** start of Data for the task **

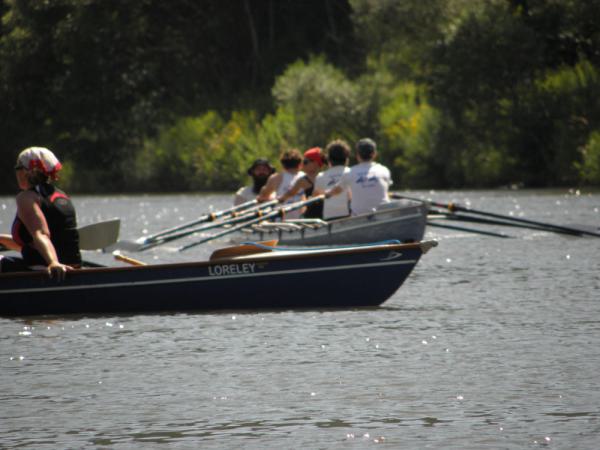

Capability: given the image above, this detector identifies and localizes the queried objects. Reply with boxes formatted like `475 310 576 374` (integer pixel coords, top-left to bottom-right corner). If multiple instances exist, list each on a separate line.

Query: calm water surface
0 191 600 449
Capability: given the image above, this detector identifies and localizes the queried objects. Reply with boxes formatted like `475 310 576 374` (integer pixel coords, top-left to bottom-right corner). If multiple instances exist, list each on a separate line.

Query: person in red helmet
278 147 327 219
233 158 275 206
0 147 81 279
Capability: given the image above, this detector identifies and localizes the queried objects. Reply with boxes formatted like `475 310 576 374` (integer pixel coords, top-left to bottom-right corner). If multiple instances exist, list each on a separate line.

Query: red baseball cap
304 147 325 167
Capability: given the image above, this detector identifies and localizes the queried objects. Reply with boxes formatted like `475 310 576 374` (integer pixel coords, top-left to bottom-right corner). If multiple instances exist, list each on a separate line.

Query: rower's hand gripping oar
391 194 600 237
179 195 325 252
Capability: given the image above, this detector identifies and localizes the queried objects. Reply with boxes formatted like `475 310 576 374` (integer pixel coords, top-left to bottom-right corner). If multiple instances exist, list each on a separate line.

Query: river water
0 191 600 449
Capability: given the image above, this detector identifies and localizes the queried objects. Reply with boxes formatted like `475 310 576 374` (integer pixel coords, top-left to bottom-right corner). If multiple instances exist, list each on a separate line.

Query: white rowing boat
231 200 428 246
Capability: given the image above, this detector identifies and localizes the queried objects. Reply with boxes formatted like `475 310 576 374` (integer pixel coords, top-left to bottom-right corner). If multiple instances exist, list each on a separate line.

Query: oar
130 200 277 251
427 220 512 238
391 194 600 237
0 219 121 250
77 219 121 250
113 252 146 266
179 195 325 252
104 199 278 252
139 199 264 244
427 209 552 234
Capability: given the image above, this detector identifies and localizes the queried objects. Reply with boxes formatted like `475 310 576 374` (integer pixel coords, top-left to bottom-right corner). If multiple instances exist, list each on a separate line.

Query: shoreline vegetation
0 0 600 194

** end of Data for the task **
** start of Data for the task **

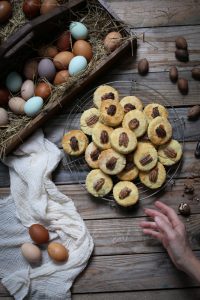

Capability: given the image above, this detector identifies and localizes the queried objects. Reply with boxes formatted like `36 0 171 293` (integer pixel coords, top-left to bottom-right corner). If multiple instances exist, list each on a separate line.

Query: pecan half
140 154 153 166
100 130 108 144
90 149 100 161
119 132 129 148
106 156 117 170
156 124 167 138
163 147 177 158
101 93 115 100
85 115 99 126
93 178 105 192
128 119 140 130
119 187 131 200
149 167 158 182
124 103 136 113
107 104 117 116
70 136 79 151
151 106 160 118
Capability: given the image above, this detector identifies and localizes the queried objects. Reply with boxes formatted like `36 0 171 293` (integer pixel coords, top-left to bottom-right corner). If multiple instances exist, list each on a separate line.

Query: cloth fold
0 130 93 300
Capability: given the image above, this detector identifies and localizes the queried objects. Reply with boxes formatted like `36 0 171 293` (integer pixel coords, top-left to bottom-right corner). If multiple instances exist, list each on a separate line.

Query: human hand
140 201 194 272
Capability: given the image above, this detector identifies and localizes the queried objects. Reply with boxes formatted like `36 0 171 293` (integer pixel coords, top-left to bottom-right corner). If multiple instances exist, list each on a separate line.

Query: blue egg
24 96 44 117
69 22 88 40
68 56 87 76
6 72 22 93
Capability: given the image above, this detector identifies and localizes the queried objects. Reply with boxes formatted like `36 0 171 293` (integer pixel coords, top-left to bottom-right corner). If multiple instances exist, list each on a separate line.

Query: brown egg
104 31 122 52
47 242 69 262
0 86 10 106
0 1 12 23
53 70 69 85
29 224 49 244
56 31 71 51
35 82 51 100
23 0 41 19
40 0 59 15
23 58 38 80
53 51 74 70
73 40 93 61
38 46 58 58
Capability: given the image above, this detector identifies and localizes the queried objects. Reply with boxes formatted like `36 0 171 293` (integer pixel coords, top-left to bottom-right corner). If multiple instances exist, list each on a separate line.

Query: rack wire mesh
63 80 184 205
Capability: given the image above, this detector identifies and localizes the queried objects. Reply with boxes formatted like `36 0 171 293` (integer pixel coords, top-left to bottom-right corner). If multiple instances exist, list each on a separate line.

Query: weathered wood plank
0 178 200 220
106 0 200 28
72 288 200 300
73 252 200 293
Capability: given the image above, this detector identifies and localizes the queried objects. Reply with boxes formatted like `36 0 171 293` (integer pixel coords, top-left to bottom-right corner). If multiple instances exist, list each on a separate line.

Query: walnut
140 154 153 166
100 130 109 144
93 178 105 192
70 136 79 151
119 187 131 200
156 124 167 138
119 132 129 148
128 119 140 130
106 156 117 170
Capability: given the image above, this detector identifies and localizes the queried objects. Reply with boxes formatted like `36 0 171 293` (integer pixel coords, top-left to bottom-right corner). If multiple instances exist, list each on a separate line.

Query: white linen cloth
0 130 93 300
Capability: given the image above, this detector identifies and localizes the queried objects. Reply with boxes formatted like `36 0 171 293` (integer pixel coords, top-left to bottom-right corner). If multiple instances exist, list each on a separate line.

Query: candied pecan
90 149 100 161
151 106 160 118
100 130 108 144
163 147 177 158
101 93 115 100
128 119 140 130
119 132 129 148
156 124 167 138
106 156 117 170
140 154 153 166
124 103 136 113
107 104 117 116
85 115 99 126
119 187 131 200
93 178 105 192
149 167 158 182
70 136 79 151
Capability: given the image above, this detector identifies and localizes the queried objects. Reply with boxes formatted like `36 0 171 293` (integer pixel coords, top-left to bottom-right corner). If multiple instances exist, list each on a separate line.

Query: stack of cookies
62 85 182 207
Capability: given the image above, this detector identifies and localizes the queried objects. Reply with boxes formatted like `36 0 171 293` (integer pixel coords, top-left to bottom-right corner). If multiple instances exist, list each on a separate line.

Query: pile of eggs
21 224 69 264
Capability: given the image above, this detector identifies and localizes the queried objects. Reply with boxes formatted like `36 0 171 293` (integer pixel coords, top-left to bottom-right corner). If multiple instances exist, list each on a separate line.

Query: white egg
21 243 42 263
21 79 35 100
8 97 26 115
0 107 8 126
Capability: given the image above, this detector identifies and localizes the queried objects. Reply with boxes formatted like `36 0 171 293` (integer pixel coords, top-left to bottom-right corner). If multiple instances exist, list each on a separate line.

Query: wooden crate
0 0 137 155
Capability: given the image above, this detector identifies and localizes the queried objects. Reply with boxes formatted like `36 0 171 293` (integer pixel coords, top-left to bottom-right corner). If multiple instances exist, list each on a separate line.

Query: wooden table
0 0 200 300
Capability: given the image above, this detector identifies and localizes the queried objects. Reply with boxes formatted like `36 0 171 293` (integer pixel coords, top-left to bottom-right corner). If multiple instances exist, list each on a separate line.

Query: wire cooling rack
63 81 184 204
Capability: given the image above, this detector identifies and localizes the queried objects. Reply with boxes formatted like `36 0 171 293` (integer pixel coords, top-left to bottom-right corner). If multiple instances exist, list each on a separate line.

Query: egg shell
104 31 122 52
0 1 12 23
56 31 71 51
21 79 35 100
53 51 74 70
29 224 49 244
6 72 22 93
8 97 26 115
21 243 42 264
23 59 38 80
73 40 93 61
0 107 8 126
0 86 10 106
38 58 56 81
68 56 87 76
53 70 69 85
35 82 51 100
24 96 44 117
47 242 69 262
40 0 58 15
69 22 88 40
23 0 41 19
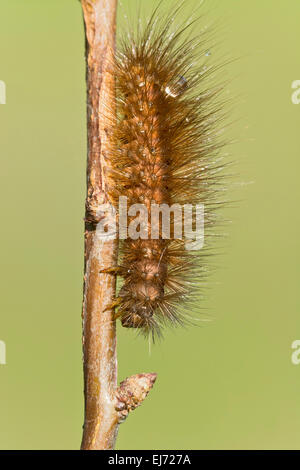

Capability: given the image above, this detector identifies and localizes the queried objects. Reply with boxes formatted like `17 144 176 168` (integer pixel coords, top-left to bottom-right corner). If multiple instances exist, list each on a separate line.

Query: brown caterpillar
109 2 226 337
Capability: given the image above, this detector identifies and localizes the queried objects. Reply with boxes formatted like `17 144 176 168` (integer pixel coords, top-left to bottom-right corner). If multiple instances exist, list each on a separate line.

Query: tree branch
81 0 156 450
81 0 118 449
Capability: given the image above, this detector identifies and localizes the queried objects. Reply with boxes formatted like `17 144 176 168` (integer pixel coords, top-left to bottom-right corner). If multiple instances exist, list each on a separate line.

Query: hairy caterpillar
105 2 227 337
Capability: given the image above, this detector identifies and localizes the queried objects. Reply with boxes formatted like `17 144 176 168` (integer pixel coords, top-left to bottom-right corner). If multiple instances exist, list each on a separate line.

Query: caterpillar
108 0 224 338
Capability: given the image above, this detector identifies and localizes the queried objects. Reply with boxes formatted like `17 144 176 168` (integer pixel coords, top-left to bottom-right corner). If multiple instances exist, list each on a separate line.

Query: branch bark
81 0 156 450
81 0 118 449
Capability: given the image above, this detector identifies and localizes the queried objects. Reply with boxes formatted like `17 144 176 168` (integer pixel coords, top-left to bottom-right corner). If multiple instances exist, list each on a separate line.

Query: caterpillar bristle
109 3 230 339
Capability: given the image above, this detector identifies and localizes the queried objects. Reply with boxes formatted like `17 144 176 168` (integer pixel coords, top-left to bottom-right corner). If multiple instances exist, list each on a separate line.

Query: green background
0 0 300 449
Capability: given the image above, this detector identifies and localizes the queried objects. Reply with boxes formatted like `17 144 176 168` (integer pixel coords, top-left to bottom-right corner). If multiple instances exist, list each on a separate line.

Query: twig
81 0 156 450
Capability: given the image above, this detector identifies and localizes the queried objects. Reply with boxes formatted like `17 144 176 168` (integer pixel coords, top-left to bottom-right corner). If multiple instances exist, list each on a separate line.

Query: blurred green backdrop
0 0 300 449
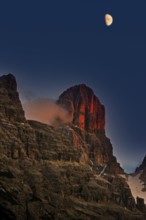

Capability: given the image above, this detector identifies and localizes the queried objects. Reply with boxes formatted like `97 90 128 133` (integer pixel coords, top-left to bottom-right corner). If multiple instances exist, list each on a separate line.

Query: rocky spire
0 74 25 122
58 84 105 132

** end of Data for the task **
** start of Data for the task **

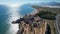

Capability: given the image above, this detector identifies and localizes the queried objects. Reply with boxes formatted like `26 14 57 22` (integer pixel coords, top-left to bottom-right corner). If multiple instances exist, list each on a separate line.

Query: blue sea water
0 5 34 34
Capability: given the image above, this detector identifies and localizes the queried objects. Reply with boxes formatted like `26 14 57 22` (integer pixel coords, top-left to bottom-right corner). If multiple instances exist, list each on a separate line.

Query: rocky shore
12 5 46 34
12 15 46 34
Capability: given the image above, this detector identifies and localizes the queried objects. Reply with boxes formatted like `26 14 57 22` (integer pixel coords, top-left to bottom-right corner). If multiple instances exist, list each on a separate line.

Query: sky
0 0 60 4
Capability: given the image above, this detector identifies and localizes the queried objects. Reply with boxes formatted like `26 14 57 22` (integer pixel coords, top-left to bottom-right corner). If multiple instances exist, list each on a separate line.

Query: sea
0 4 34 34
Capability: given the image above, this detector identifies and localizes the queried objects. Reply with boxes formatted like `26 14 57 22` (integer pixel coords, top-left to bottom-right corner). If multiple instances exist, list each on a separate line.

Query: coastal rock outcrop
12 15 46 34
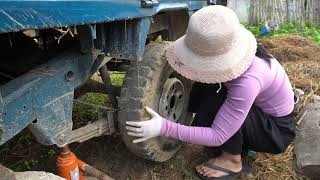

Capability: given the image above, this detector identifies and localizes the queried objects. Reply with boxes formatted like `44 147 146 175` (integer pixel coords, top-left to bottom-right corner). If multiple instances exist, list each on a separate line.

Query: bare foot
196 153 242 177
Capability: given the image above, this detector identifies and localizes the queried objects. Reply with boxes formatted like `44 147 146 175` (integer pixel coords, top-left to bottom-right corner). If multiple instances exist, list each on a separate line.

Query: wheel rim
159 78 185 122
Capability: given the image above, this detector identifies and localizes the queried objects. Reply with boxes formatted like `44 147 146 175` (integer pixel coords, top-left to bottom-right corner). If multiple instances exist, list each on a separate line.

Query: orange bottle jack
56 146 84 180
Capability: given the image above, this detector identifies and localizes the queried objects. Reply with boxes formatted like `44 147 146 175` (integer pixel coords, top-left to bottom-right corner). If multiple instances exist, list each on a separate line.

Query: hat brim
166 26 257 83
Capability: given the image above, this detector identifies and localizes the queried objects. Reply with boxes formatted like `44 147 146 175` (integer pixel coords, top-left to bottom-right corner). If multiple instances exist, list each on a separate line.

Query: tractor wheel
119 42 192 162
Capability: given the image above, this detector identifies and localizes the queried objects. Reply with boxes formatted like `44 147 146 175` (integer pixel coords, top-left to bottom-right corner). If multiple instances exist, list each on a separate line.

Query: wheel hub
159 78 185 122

** end of Data for the task **

§ Request: Report each line of the entries above that contains the word "hand". Copy every such line in full.

§ Answer to the task:
Query: rower's hand gripping oar
Query: human hand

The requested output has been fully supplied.